-- Problem statement --
Take the entries below and print only the lines from the one with "# test: point on every instance of the american" through the one with "# test: point on every instance of the camouflage", exactly as they stand, both ends included.

(Stored data entries)
- - -
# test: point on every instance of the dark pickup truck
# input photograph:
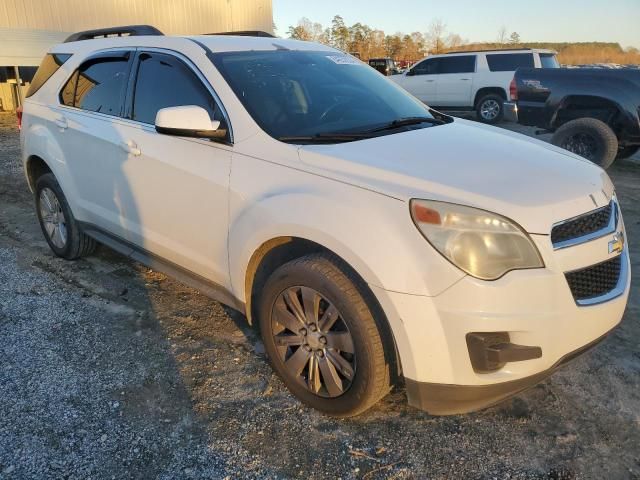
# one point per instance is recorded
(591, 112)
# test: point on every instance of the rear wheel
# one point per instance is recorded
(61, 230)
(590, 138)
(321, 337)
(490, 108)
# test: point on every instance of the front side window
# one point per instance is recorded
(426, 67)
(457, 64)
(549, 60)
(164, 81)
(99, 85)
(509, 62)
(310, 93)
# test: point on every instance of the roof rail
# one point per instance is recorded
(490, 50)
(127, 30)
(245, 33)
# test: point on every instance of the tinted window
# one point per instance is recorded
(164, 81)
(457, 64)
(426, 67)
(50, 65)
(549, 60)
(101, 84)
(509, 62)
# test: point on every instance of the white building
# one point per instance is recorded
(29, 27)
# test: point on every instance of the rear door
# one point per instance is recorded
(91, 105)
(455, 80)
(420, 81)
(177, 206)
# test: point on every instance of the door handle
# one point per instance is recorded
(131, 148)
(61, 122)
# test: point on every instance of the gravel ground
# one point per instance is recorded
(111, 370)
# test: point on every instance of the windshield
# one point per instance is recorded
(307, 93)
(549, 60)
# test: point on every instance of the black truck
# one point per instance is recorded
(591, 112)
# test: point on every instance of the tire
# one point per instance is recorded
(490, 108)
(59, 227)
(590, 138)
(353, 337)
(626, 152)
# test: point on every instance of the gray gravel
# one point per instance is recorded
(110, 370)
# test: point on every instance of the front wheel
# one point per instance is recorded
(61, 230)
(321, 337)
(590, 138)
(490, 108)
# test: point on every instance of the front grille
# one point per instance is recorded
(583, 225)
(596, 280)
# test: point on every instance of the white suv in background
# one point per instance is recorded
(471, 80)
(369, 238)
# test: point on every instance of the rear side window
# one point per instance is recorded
- - -
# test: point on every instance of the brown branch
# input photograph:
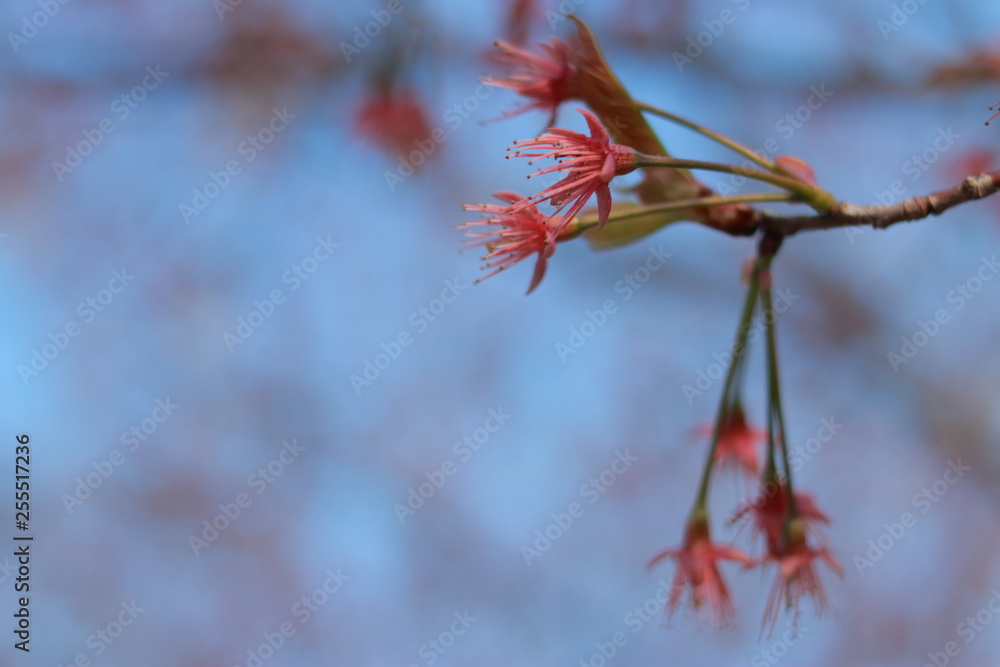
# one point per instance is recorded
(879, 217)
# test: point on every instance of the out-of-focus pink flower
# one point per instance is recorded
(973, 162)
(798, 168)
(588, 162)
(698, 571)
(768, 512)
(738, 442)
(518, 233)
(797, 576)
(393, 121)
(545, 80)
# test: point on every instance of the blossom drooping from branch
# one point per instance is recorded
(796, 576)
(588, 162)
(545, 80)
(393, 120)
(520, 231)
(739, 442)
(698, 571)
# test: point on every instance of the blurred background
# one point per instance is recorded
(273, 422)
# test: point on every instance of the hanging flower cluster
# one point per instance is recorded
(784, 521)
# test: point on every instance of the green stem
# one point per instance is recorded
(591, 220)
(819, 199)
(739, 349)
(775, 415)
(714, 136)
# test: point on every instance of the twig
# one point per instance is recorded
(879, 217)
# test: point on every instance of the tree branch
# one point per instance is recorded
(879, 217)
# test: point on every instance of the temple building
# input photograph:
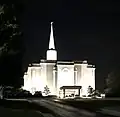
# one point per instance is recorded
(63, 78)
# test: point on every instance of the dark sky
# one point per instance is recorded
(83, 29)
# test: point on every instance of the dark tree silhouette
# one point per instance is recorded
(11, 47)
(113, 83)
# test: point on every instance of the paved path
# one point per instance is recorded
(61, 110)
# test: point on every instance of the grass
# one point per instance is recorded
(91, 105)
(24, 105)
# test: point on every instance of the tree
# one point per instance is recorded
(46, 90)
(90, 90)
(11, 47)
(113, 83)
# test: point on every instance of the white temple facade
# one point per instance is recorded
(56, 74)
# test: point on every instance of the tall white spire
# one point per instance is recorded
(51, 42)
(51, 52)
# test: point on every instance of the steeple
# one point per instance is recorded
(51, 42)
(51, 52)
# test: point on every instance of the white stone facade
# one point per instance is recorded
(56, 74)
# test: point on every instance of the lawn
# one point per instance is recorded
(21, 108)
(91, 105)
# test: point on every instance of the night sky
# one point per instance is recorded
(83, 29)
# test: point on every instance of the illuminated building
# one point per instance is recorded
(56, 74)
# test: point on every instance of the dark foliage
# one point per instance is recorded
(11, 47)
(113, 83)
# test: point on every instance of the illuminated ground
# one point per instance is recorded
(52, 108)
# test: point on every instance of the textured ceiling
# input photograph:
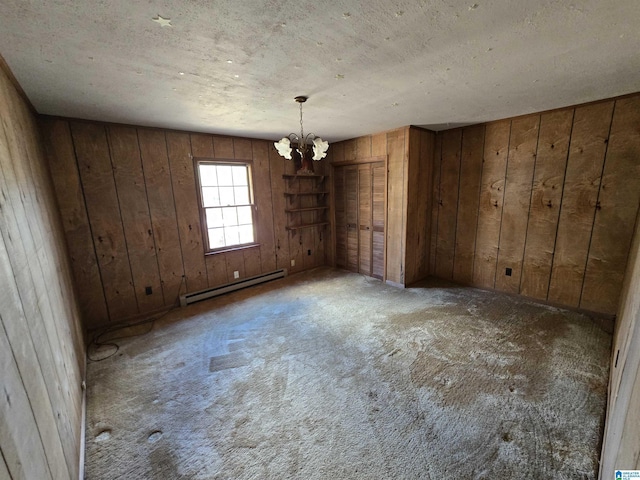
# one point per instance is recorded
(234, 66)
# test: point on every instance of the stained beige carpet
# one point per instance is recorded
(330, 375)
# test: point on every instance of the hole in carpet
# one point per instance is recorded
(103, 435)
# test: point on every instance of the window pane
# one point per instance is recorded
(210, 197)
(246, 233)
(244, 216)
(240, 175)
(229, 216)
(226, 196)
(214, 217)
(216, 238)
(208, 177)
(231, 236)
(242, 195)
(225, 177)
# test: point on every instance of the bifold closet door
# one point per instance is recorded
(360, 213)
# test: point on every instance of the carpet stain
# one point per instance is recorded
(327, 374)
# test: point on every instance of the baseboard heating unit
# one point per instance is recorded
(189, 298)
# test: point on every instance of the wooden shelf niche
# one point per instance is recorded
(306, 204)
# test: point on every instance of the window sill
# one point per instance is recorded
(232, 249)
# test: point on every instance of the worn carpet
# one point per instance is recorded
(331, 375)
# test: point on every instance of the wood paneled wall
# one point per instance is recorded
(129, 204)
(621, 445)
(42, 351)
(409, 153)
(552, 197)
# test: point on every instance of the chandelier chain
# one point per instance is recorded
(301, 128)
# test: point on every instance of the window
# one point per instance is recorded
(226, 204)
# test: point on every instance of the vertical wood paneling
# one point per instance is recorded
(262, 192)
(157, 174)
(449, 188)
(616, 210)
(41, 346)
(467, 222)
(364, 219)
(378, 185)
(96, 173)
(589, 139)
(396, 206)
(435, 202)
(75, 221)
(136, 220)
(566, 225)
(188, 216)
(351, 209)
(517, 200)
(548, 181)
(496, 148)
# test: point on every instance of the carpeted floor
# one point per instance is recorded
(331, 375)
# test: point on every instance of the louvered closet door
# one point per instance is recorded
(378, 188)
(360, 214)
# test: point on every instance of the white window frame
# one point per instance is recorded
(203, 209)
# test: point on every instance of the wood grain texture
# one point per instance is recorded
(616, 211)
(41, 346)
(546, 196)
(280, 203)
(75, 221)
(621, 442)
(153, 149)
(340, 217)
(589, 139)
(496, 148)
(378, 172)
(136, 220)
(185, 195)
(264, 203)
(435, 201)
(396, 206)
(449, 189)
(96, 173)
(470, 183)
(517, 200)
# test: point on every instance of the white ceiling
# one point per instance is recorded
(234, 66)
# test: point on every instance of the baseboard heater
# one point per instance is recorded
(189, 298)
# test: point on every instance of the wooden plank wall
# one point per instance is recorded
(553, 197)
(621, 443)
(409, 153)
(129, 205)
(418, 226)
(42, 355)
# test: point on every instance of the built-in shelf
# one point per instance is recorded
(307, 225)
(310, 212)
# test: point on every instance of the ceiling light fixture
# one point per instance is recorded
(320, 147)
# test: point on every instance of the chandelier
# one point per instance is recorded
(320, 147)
- - -
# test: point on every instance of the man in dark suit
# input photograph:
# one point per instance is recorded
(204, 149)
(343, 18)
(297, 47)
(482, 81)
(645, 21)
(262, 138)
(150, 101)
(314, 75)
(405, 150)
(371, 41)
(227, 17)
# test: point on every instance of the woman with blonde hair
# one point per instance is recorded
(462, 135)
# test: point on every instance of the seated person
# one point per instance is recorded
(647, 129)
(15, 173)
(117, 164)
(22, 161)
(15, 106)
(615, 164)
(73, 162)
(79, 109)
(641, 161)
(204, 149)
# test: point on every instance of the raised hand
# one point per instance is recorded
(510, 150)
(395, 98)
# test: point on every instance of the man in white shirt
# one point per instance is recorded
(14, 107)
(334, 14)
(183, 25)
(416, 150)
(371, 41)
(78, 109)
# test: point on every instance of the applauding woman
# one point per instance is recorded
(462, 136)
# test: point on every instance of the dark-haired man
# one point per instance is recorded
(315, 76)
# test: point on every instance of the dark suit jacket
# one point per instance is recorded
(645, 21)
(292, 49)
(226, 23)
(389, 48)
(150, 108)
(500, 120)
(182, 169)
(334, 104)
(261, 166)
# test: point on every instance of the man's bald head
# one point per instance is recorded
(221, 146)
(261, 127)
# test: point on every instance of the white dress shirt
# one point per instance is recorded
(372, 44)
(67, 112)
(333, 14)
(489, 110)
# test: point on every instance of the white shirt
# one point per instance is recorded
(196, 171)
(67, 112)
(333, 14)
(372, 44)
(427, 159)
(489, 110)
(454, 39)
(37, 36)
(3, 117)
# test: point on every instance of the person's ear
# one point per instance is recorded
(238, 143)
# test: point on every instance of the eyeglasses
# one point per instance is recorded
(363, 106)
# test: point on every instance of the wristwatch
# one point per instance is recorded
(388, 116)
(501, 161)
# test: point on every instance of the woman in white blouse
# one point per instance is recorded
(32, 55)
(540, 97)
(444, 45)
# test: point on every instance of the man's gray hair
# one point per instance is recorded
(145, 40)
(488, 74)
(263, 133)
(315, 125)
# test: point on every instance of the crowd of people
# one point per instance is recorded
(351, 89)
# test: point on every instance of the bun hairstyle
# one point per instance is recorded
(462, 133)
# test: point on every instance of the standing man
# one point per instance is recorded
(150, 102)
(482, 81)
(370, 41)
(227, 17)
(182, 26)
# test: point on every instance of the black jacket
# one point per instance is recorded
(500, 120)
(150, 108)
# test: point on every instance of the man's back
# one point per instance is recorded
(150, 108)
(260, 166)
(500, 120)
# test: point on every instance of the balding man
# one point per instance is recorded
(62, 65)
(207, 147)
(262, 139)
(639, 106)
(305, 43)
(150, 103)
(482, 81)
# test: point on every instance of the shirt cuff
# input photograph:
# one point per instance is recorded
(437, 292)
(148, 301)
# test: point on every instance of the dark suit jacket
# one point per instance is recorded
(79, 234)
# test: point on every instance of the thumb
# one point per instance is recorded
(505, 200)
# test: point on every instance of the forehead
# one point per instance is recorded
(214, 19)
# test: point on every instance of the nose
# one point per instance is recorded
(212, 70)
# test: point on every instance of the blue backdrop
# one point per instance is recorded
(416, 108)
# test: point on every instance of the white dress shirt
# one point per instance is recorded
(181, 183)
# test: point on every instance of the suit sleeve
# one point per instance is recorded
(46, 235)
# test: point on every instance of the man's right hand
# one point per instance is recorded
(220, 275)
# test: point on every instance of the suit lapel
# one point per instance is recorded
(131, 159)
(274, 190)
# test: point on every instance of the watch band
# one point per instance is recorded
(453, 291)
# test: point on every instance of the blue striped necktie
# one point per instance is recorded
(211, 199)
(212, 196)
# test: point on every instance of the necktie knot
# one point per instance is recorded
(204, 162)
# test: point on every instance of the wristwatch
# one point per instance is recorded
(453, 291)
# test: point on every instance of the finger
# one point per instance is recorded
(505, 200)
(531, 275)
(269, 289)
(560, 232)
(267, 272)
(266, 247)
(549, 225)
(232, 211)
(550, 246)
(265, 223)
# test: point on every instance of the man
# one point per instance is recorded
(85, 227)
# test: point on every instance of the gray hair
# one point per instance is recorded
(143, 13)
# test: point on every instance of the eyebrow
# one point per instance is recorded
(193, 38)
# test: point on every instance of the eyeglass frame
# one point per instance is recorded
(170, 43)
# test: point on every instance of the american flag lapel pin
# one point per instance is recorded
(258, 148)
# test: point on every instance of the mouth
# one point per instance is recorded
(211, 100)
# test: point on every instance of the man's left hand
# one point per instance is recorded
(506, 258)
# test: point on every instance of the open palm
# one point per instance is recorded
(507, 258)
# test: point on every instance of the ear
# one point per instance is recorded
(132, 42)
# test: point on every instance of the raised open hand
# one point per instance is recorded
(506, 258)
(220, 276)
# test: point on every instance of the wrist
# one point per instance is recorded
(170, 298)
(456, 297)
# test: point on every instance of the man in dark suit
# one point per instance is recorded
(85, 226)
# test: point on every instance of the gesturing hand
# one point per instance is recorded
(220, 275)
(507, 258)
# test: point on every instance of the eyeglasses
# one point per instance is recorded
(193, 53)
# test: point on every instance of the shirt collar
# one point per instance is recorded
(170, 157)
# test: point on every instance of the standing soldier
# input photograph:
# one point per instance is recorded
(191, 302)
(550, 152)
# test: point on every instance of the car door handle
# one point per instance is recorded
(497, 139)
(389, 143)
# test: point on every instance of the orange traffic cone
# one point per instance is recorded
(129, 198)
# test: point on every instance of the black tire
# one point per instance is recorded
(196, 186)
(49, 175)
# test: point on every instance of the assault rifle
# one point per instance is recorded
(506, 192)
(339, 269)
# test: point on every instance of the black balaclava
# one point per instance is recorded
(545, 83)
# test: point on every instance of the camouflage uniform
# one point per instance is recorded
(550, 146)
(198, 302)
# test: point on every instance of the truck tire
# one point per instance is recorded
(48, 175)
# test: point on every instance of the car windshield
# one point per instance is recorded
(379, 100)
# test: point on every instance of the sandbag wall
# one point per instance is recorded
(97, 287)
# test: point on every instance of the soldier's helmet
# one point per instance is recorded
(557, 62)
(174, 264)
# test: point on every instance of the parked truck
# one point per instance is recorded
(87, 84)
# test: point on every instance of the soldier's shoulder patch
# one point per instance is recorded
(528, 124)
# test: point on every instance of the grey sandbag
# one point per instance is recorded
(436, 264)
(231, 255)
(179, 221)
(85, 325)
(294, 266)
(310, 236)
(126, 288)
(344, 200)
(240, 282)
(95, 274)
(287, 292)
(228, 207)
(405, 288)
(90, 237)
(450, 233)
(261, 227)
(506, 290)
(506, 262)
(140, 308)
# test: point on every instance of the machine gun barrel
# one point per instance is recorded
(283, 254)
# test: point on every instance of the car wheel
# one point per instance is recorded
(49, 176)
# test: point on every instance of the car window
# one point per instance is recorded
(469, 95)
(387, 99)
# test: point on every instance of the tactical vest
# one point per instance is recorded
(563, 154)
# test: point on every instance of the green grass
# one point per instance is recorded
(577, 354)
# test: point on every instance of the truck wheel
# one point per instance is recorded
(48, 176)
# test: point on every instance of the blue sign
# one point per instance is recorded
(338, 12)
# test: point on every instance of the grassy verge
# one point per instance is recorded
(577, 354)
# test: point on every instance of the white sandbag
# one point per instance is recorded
- - -
-- Exercise result --
# test: point on every instance of the american flag lapel pin
# one point per instance is recorded
(258, 148)
# test: point on every instance of the mouth
# one point per instance is recorded
(211, 100)
# test: point on every instance of the man's left hand
# one point per instance is recorded
(506, 258)
# test: point on every instance of the open palm
# one point per instance is recorded
(507, 258)
# test: point on every instance of the ear
# one point per instance is recorded
(132, 42)
# test: point on every instance of the raised open hand
# one point per instance is recorded
(506, 258)
(220, 276)
# test: point on every instance of the wrist
# one point per instance is recorded
(170, 298)
(456, 297)
# test: point on every instance of the man in dark suit
# one point per instance is recorded
(85, 226)
# test: point on every instance of the gesturing hand
# one point per instance is recorded
(220, 275)
(507, 258)
# test: point on every instance of the eyeglasses
# one point per instance is recorded
(193, 53)
# test: point on every instance of the shirt collar
# one point per instance is recorded
(170, 157)
# test: point on every instance of the standing soldier
# input photograph:
# one point per instance is recorded
(191, 302)
(550, 152)
# test: point on every instance of the car door handle
# one point per instance is recorded
(497, 139)
(389, 143)
# test: point on every instance of the orange traffic cone
# one point per instance is recorded
(129, 198)
# test: point on every instance of the black tire
# one point per instance is recorded
(196, 186)
(49, 175)
# test: point on every instance of the assault rifle
# one point per instance is recorded
(506, 192)
(339, 269)
# test: point on every instance of the black balaclava
# one point per instance is recorded
(545, 83)
# test: point on every instance of the camouflage uniform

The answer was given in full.